■ Data for this task:
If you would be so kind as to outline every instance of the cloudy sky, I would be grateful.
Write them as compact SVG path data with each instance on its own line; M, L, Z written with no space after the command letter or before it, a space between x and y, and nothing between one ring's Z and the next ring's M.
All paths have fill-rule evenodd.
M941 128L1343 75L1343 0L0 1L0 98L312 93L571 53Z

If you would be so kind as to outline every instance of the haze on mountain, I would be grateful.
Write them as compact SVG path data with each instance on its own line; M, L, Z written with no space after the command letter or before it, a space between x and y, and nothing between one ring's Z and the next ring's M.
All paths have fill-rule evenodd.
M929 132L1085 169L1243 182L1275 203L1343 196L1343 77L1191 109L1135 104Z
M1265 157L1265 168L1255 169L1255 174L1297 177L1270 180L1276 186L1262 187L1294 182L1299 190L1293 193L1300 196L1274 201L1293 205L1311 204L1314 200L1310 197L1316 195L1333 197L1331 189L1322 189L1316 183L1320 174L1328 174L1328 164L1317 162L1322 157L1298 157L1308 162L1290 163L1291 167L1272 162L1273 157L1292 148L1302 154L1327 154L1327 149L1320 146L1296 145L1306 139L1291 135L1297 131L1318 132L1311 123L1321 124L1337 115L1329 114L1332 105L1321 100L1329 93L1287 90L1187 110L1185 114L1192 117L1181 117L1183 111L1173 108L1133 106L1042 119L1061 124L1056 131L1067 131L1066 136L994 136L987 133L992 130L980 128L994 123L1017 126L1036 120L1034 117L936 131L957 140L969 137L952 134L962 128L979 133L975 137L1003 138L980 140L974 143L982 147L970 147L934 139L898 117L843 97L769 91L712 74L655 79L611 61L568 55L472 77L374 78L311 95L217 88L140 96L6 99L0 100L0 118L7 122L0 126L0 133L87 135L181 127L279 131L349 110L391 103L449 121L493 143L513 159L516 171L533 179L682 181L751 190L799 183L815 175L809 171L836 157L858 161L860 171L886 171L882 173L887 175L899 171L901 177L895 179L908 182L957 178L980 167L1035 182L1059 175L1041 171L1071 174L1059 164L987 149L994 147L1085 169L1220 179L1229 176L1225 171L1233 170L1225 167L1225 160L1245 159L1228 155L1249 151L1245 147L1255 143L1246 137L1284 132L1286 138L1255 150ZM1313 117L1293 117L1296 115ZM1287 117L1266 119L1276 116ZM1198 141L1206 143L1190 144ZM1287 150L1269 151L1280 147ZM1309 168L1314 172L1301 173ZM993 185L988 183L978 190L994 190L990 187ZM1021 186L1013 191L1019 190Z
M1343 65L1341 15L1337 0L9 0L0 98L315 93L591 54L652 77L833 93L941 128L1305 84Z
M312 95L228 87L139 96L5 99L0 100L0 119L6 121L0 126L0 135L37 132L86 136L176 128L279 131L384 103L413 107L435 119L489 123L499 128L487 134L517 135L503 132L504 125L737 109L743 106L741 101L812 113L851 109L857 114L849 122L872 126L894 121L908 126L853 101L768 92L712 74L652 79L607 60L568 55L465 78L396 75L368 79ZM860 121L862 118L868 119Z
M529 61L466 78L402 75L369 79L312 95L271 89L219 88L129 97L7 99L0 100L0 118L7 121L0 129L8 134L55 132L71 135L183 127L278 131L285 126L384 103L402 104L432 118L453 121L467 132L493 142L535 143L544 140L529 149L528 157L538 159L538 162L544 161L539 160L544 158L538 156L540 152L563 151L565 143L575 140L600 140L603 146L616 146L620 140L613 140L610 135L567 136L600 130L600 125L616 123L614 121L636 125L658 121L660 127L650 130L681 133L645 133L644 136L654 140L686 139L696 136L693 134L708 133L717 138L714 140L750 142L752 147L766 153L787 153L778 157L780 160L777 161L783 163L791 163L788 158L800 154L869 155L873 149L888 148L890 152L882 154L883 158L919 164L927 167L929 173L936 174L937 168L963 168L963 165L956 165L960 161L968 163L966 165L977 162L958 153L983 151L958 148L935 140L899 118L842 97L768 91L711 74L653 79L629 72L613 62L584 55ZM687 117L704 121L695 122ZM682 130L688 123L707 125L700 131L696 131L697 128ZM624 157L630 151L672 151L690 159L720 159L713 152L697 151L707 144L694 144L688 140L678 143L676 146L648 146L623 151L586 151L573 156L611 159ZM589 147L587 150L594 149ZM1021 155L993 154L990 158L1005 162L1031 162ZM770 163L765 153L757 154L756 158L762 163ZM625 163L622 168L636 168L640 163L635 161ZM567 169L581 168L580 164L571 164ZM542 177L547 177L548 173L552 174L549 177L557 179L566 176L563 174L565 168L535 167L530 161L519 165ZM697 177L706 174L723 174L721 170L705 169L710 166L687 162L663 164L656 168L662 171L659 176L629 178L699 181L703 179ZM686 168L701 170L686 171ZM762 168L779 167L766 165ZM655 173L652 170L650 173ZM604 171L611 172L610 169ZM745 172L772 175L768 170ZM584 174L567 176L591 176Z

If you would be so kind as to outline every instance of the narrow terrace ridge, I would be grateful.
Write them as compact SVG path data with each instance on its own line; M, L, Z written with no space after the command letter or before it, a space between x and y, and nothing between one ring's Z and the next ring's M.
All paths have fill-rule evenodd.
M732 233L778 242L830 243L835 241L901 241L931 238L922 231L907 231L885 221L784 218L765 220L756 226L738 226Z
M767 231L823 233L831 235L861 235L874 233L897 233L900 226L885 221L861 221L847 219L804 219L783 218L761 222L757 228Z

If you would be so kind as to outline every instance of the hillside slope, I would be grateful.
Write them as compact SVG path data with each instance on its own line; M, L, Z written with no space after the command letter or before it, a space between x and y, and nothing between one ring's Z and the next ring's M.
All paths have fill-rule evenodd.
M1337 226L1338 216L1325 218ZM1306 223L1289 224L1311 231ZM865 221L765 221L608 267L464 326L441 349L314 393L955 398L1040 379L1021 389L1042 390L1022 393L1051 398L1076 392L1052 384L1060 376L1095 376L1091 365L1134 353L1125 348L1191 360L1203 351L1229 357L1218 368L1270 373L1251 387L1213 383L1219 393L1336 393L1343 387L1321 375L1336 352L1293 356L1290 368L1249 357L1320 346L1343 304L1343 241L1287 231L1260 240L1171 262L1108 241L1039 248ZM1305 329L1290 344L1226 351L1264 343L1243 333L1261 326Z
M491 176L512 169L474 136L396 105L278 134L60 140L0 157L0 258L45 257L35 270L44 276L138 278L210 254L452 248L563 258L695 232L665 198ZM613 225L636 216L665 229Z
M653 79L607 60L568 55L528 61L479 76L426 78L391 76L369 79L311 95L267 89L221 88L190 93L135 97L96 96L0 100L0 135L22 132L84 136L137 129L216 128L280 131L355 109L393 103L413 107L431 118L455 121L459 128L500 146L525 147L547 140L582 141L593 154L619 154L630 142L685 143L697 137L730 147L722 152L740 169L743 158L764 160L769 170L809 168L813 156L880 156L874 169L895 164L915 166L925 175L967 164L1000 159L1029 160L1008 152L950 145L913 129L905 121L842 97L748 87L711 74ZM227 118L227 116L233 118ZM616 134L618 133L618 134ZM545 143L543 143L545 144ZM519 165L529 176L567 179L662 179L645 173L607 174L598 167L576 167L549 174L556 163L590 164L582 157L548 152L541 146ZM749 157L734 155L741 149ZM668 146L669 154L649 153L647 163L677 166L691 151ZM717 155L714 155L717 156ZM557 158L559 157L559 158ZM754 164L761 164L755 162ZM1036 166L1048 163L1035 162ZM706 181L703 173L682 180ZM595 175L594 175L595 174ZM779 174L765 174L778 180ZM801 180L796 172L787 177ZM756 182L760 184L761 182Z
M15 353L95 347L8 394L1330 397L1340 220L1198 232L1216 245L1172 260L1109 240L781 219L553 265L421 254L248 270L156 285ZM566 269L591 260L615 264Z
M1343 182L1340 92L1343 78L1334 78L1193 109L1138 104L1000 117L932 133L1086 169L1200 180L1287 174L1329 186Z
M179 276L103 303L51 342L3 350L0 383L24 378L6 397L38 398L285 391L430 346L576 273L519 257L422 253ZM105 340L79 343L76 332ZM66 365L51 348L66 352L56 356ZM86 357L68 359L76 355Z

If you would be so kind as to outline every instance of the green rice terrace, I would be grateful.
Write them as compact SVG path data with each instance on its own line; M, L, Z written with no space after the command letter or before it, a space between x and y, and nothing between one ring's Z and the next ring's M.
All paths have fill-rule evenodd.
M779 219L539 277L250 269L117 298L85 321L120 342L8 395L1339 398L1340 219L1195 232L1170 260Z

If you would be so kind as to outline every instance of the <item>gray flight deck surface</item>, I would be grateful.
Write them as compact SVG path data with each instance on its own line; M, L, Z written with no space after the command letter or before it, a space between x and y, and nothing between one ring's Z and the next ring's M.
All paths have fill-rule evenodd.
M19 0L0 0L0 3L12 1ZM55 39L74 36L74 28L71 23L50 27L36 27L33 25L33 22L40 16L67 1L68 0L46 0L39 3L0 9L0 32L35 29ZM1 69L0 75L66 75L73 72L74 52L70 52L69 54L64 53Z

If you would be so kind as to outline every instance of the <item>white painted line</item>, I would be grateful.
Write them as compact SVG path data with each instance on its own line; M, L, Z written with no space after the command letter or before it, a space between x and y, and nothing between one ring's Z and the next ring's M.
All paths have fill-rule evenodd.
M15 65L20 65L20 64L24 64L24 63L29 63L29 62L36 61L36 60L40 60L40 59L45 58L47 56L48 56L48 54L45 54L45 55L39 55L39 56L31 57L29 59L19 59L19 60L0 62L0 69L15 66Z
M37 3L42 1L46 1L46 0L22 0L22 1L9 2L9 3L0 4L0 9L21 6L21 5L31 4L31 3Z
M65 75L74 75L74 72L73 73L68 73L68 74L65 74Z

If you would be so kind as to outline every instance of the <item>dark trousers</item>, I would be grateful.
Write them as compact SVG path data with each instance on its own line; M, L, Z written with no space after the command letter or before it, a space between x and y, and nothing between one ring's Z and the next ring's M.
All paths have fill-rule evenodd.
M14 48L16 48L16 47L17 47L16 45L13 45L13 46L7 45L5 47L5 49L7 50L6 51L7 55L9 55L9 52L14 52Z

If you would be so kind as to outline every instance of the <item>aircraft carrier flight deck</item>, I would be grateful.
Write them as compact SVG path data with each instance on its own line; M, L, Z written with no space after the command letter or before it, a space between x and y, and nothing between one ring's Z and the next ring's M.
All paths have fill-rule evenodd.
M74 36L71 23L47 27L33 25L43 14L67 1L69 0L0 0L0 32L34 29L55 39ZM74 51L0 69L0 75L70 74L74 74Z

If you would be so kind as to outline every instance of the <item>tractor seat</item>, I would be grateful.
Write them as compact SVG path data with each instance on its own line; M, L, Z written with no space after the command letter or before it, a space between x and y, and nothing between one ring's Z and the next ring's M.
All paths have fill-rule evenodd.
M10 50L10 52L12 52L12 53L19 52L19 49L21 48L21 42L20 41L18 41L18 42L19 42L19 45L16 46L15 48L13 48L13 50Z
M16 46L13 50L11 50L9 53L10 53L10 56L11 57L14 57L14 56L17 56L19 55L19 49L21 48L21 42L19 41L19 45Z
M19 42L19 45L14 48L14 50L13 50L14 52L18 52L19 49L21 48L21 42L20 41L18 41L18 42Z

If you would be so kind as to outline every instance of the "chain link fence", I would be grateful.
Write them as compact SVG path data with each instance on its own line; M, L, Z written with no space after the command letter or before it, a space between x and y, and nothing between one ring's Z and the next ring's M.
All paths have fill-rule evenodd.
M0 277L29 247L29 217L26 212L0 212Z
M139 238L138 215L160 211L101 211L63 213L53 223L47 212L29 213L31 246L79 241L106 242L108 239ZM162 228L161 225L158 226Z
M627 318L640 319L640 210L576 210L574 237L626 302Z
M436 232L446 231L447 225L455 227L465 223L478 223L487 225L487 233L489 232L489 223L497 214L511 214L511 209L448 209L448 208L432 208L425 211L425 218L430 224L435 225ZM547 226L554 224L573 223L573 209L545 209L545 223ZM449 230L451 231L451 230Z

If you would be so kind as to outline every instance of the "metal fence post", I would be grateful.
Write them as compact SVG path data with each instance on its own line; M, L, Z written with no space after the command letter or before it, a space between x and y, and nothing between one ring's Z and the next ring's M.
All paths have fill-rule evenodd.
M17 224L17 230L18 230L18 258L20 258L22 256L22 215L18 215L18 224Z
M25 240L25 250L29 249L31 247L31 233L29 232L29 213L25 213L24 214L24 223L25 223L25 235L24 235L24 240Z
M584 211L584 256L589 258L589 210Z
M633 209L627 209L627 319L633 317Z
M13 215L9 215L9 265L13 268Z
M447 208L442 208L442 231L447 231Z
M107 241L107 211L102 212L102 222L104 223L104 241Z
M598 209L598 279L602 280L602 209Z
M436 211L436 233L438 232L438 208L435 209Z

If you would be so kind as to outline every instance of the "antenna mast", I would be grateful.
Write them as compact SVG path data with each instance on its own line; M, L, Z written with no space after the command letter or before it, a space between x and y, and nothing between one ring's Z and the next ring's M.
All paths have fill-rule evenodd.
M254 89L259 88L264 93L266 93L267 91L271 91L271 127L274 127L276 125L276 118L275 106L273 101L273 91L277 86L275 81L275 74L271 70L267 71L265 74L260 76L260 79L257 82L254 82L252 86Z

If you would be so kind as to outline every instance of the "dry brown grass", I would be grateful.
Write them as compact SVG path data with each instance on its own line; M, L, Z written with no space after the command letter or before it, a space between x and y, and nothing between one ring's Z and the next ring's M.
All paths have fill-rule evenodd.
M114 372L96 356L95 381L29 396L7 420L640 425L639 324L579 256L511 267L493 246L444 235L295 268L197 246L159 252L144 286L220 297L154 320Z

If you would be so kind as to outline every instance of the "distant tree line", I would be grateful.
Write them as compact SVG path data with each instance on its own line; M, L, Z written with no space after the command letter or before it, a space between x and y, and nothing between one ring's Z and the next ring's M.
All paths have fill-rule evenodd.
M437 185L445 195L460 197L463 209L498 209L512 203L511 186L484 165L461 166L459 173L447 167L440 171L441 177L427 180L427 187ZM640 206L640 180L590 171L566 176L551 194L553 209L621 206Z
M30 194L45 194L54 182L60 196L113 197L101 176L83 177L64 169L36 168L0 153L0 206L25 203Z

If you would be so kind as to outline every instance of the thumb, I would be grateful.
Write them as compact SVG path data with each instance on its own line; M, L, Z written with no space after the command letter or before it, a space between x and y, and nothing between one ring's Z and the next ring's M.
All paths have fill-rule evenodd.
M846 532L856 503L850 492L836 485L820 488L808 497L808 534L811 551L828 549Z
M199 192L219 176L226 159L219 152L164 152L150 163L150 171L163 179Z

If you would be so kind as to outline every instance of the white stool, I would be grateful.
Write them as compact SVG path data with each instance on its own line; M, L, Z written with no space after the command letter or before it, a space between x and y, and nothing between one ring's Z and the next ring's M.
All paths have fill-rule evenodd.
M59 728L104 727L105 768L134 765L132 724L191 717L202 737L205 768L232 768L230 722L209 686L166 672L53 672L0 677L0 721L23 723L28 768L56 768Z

■ Aim of the exercise: Show every line in the entries where the string "terrace" occurs.

■ Problem solution:
If you would be so kind as to outline every instance of the narrow terrace ridge, I would be grateful.
If you would be so kind as to outline every instance of the green rice terrace, I would be grateful.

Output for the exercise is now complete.